> **やること**
下の行のうち「building」という語が入っている行をすべて見つけて、一行ずつ書き写してください。大文字と小文字の違いも区別します。
::: 手元の資料 :::
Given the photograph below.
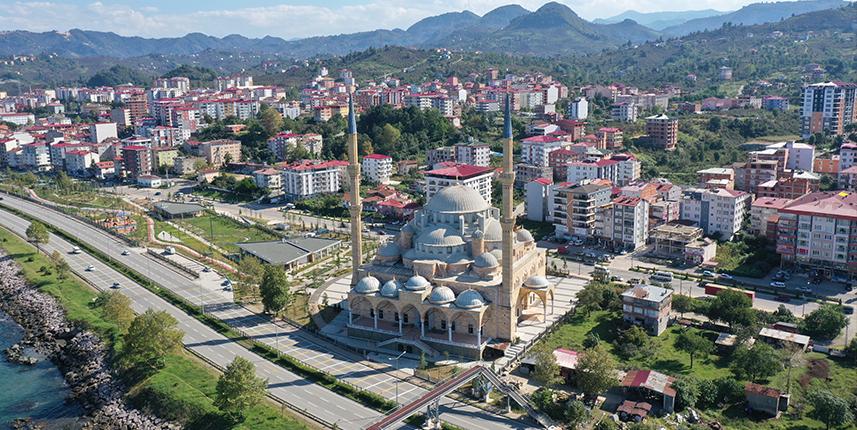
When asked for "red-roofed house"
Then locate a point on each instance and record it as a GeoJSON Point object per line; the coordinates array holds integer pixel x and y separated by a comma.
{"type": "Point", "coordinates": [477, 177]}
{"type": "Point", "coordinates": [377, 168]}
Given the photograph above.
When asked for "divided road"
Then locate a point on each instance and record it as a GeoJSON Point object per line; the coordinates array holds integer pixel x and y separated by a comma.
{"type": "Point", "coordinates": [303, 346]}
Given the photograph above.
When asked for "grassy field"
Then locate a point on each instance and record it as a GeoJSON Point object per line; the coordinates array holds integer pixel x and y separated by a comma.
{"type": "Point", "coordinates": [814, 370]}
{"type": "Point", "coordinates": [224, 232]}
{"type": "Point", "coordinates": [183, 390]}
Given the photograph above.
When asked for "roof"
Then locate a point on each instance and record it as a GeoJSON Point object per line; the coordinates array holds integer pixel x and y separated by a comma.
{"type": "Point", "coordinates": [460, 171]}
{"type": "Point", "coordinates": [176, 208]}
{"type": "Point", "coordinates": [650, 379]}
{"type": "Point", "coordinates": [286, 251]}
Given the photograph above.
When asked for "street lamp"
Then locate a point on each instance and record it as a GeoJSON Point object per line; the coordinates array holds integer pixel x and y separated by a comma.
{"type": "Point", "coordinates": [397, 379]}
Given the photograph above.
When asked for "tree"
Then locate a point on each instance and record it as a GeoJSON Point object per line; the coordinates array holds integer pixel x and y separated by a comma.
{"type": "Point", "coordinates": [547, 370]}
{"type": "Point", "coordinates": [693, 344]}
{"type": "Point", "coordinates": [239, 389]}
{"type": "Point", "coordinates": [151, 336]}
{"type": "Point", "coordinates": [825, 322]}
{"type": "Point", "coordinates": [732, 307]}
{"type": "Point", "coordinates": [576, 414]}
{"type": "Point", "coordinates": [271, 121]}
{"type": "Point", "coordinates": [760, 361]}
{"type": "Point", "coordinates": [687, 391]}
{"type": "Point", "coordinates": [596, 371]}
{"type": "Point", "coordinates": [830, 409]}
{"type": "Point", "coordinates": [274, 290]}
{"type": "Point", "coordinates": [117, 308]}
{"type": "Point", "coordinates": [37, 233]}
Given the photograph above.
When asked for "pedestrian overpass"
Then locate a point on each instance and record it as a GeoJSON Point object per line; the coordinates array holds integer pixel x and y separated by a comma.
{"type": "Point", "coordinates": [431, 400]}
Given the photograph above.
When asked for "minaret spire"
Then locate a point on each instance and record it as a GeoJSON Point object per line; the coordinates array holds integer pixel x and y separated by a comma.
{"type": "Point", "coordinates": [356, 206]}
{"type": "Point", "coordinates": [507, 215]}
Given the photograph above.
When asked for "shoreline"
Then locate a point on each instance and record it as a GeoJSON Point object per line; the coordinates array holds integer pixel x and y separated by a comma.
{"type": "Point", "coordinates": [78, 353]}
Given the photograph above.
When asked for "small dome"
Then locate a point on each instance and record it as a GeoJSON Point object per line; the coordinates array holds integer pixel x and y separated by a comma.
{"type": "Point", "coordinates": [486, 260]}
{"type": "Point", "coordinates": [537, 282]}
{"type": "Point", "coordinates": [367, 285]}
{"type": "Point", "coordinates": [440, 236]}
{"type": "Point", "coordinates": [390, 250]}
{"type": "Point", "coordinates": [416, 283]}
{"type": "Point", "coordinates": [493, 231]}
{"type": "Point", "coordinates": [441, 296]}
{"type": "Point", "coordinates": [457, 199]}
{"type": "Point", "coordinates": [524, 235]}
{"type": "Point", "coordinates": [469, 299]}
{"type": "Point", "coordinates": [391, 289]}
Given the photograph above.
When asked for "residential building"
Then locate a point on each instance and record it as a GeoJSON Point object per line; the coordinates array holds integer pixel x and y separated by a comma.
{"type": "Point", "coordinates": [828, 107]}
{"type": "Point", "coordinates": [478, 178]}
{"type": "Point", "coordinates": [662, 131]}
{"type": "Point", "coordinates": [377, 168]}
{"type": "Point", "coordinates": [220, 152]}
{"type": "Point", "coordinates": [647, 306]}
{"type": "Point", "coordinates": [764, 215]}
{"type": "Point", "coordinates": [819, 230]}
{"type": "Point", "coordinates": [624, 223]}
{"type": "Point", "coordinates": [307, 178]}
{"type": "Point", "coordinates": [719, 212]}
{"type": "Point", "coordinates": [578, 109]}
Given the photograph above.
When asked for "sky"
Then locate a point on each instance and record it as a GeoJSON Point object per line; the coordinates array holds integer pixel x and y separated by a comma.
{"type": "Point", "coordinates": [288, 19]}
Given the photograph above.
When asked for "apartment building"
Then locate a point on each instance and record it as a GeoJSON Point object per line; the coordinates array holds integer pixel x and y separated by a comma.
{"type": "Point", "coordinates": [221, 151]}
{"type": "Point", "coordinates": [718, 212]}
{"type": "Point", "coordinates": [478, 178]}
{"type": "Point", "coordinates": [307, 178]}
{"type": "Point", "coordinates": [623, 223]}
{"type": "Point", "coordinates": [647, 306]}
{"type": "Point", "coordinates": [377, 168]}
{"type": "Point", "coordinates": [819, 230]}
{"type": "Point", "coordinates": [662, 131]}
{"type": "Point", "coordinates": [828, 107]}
:::
::: 手元の資料 :::
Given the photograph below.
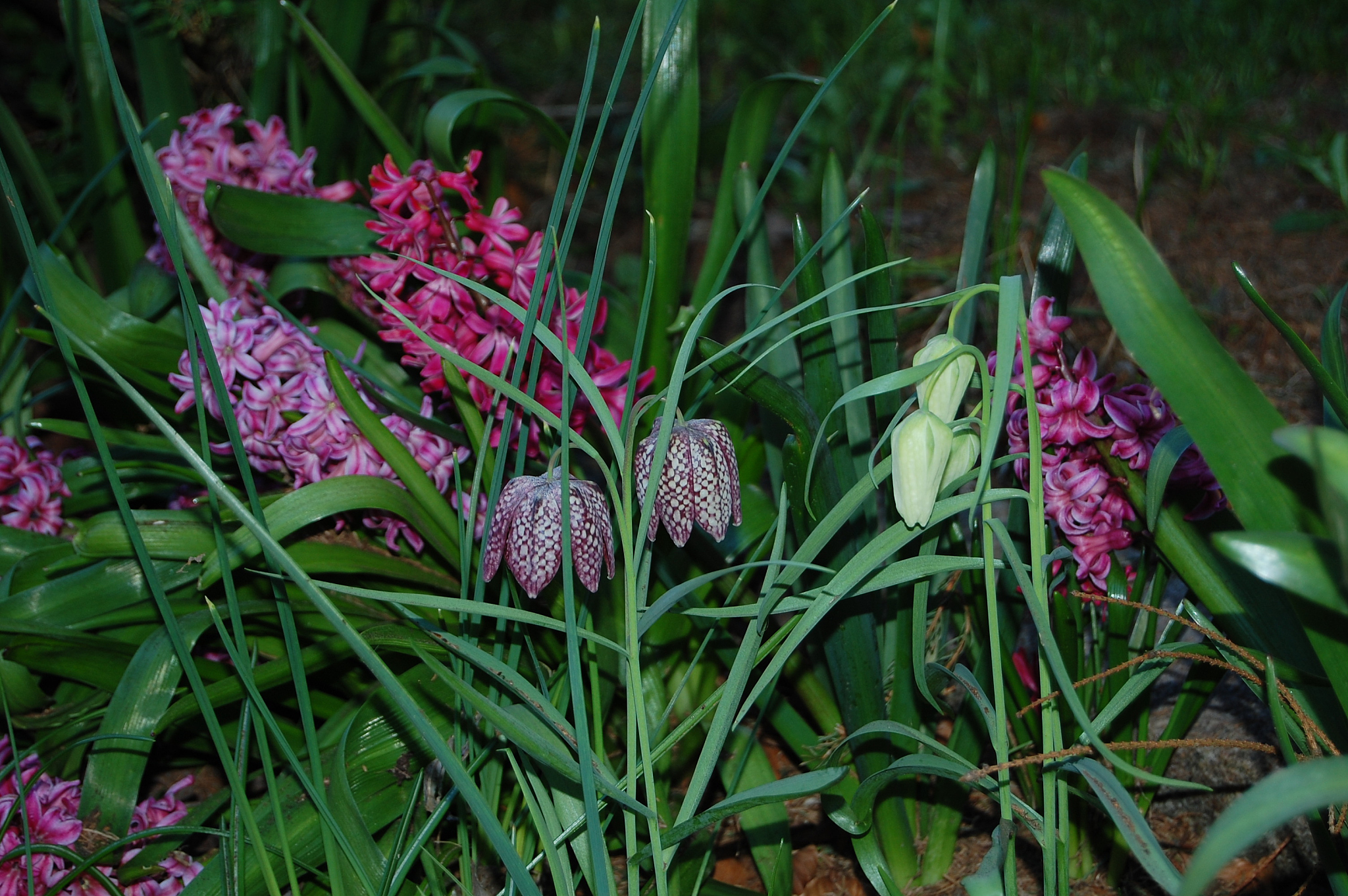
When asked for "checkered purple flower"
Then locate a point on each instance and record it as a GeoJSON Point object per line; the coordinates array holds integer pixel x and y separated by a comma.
:::
> **回答は以下**
When asked for "residential building"
When asked for "apartment building"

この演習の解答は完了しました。